Problem requirements: All records are to be reproduced verbatim, with images omitted.
——————
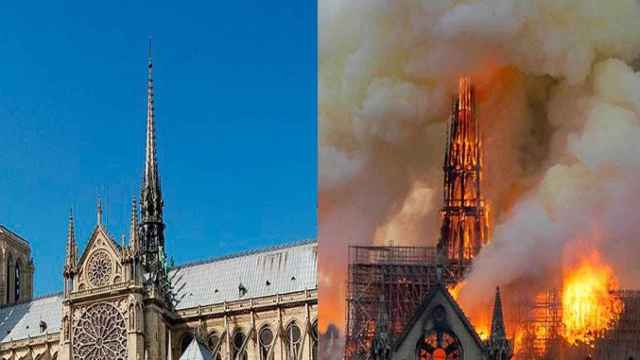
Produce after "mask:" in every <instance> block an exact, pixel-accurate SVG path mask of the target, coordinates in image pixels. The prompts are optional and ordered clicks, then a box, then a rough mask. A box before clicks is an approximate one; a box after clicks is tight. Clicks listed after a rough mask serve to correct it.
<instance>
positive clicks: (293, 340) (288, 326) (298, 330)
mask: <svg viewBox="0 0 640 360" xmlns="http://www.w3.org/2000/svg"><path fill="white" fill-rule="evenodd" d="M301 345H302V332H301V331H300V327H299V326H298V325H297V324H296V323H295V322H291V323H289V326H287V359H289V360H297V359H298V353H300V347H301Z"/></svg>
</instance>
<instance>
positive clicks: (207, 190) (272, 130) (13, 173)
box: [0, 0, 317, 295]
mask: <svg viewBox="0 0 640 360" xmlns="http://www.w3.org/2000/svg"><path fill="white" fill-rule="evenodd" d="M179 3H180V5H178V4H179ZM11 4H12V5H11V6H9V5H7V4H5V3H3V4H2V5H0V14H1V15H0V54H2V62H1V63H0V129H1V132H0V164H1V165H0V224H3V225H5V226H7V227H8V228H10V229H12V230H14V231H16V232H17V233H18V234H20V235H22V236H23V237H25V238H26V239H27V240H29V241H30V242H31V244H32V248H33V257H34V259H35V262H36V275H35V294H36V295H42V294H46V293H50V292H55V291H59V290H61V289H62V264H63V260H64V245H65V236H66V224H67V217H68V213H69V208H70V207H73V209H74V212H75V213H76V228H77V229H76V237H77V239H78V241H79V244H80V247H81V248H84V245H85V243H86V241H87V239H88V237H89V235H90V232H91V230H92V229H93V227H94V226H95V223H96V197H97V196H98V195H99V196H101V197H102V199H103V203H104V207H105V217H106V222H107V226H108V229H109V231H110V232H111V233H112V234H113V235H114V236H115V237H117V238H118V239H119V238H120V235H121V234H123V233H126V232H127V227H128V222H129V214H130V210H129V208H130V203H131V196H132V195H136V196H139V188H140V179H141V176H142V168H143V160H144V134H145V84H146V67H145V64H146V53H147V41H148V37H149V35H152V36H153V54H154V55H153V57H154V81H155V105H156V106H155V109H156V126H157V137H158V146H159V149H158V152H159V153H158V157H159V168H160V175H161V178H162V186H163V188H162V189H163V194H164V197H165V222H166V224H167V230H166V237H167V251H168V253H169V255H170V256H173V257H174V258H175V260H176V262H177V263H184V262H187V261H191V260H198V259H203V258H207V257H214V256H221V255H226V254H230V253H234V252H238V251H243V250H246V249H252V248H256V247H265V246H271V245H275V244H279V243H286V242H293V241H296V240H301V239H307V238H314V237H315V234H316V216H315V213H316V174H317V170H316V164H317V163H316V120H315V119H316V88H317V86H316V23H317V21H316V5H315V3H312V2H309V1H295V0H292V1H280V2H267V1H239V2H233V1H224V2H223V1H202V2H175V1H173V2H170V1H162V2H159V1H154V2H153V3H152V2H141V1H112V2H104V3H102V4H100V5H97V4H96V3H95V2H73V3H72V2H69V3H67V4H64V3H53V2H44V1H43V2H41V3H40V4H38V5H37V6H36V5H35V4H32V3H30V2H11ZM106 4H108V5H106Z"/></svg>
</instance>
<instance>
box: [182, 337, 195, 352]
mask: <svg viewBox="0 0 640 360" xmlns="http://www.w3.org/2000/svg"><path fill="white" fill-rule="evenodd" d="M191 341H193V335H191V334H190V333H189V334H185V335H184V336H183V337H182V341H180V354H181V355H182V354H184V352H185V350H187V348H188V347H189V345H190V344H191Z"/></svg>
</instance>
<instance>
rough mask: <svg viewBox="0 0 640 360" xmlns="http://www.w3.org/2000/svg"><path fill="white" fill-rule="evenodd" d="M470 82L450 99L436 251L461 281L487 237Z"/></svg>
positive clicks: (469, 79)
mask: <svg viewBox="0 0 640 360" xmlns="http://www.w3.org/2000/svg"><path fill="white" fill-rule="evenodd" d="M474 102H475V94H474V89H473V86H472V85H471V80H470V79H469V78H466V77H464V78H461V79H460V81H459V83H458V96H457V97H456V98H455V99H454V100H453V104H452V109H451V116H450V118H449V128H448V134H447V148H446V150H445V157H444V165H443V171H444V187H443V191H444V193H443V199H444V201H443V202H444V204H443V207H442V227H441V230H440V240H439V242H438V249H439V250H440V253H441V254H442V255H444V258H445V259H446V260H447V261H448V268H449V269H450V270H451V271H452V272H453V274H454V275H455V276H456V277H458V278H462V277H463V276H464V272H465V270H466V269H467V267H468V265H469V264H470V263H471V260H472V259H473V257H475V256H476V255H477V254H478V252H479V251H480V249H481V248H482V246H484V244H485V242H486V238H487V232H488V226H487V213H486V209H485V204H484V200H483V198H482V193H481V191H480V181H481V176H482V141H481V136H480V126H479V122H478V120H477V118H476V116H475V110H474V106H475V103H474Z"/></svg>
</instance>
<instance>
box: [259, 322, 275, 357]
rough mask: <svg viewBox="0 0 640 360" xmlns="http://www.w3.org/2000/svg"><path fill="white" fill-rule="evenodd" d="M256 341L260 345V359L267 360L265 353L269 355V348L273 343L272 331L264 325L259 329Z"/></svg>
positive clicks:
——————
Response to this task:
Produce after "mask:" in every <instance> block an exact, pixel-accurate SVG path mask of the target, coordinates in image pixels. The prompts are optional and ordered clicks, then a box, then a rough mask. A box before clicks is an approximate one; a box after clicks is tight. Clicks listed after a rough mask serve to correct it.
<instance>
positive clicks: (293, 340) (288, 326) (298, 330)
mask: <svg viewBox="0 0 640 360" xmlns="http://www.w3.org/2000/svg"><path fill="white" fill-rule="evenodd" d="M301 345H302V332H301V331H300V327H299V326H298V325H297V324H296V323H295V322H291V323H289V326H287V359H289V360H297V359H298V353H300V347H301Z"/></svg>
</instance>
<instance>
positive clicks: (207, 190) (272, 130) (13, 173)
box: [0, 0, 317, 295]
mask: <svg viewBox="0 0 640 360" xmlns="http://www.w3.org/2000/svg"><path fill="white" fill-rule="evenodd" d="M179 3H180V5H178V4H179ZM11 4H12V5H11V6H9V5H7V4H5V3H3V4H2V5H0V14H1V15H0V54H2V62H1V63H0V129H1V132H0V164H1V165H0V224H3V225H5V226H7V227H8V228H10V229H12V230H14V231H16V232H17V233H18V234H20V235H22V236H23V237H25V238H26V239H27V240H29V241H30V242H31V244H32V248H33V257H34V259H35V262H36V275H35V294H36V295H42V294H46V293H50V292H55V291H59V290H61V289H62V264H63V260H64V245H65V236H66V224H67V217H68V213H69V208H70V207H73V209H74V212H75V213H76V228H77V229H76V237H77V239H78V241H79V244H80V247H81V248H84V245H85V243H86V241H87V239H88V237H89V235H90V232H91V230H92V229H93V227H94V226H95V223H96V197H97V196H98V195H99V196H101V197H102V199H103V203H104V207H105V217H106V222H107V226H108V229H109V231H110V232H111V233H112V234H113V235H114V236H115V237H117V238H118V239H119V238H120V235H121V234H123V233H126V232H127V227H128V222H129V214H130V210H129V208H130V203H131V196H132V195H136V196H139V188H140V179H141V176H142V168H143V160H144V134H145V84H146V67H145V64H146V53H147V41H148V37H149V35H152V36H153V54H154V55H153V57H154V81H155V105H156V106H155V109H156V126H157V137H158V146H159V149H158V152H159V153H158V157H159V168H160V175H161V178H162V186H163V188H162V189H163V194H164V197H165V222H166V224H167V230H166V237H167V251H168V253H169V255H170V256H173V257H174V258H175V260H176V262H177V263H184V262H187V261H191V260H198V259H203V258H207V257H214V256H221V255H226V254H230V253H234V252H238V251H243V250H246V249H252V248H256V247H265V246H271V245H275V244H279V243H286V242H293V241H296V240H301V239H307V238H314V237H315V234H316V216H315V213H316V174H317V170H316V164H317V163H316V120H315V119H316V88H317V86H316V23H317V21H316V5H315V3H312V2H309V1H295V0H292V1H280V2H267V1H239V2H233V1H224V2H223V1H202V2H175V1H173V2H170V1H162V2H159V1H154V2H153V3H152V2H141V1H112V2H104V3H102V4H100V5H97V4H96V3H95V2H73V3H72V2H69V3H67V4H64V3H53V2H44V1H43V2H41V3H40V4H38V5H37V6H36V5H35V4H32V3H30V2H11ZM106 4H108V5H106Z"/></svg>
</instance>
<instance>
box: [182, 337, 195, 352]
mask: <svg viewBox="0 0 640 360" xmlns="http://www.w3.org/2000/svg"><path fill="white" fill-rule="evenodd" d="M191 341H193V335H191V334H190V333H189V334H185V335H184V336H183V337H182V341H180V354H181V355H182V354H184V352H185V350H187V348H188V347H189V345H190V344H191Z"/></svg>
</instance>
<instance>
rough mask: <svg viewBox="0 0 640 360" xmlns="http://www.w3.org/2000/svg"><path fill="white" fill-rule="evenodd" d="M470 82L450 99L436 251L461 281L487 237Z"/></svg>
positive clicks: (469, 79)
mask: <svg viewBox="0 0 640 360" xmlns="http://www.w3.org/2000/svg"><path fill="white" fill-rule="evenodd" d="M474 102H475V94H474V89H473V86H472V85H471V80H470V79H469V78H466V77H464V78H461V79H460V81H459V83H458V96H457V97H456V98H455V99H454V100H453V104H452V109H451V116H450V118H449V128H448V134H447V148H446V150H445V157H444V165H443V171H444V187H443V191H444V193H443V199H444V201H443V202H444V204H443V207H442V227H441V230H440V240H439V242H438V249H439V250H440V253H441V254H442V255H444V258H445V259H446V260H447V261H448V268H449V269H450V270H451V271H452V272H453V274H454V275H455V276H456V277H458V278H462V277H463V276H464V272H465V270H466V269H467V267H468V265H469V264H470V263H471V260H472V259H473V257H475V256H476V255H477V254H478V252H479V251H480V249H481V248H482V246H484V244H485V242H486V238H487V232H488V226H487V213H486V209H485V204H484V200H483V198H482V193H481V191H480V181H481V176H482V141H481V136H480V126H479V122H478V120H477V118H476V116H475V110H474V106H475V103H474Z"/></svg>
</instance>
<instance>
box: [259, 322, 275, 357]
rough mask: <svg viewBox="0 0 640 360" xmlns="http://www.w3.org/2000/svg"><path fill="white" fill-rule="evenodd" d="M256 341L260 345V359L267 360L265 353L269 355V348L273 343L272 331L264 325L259 329Z"/></svg>
positive clicks:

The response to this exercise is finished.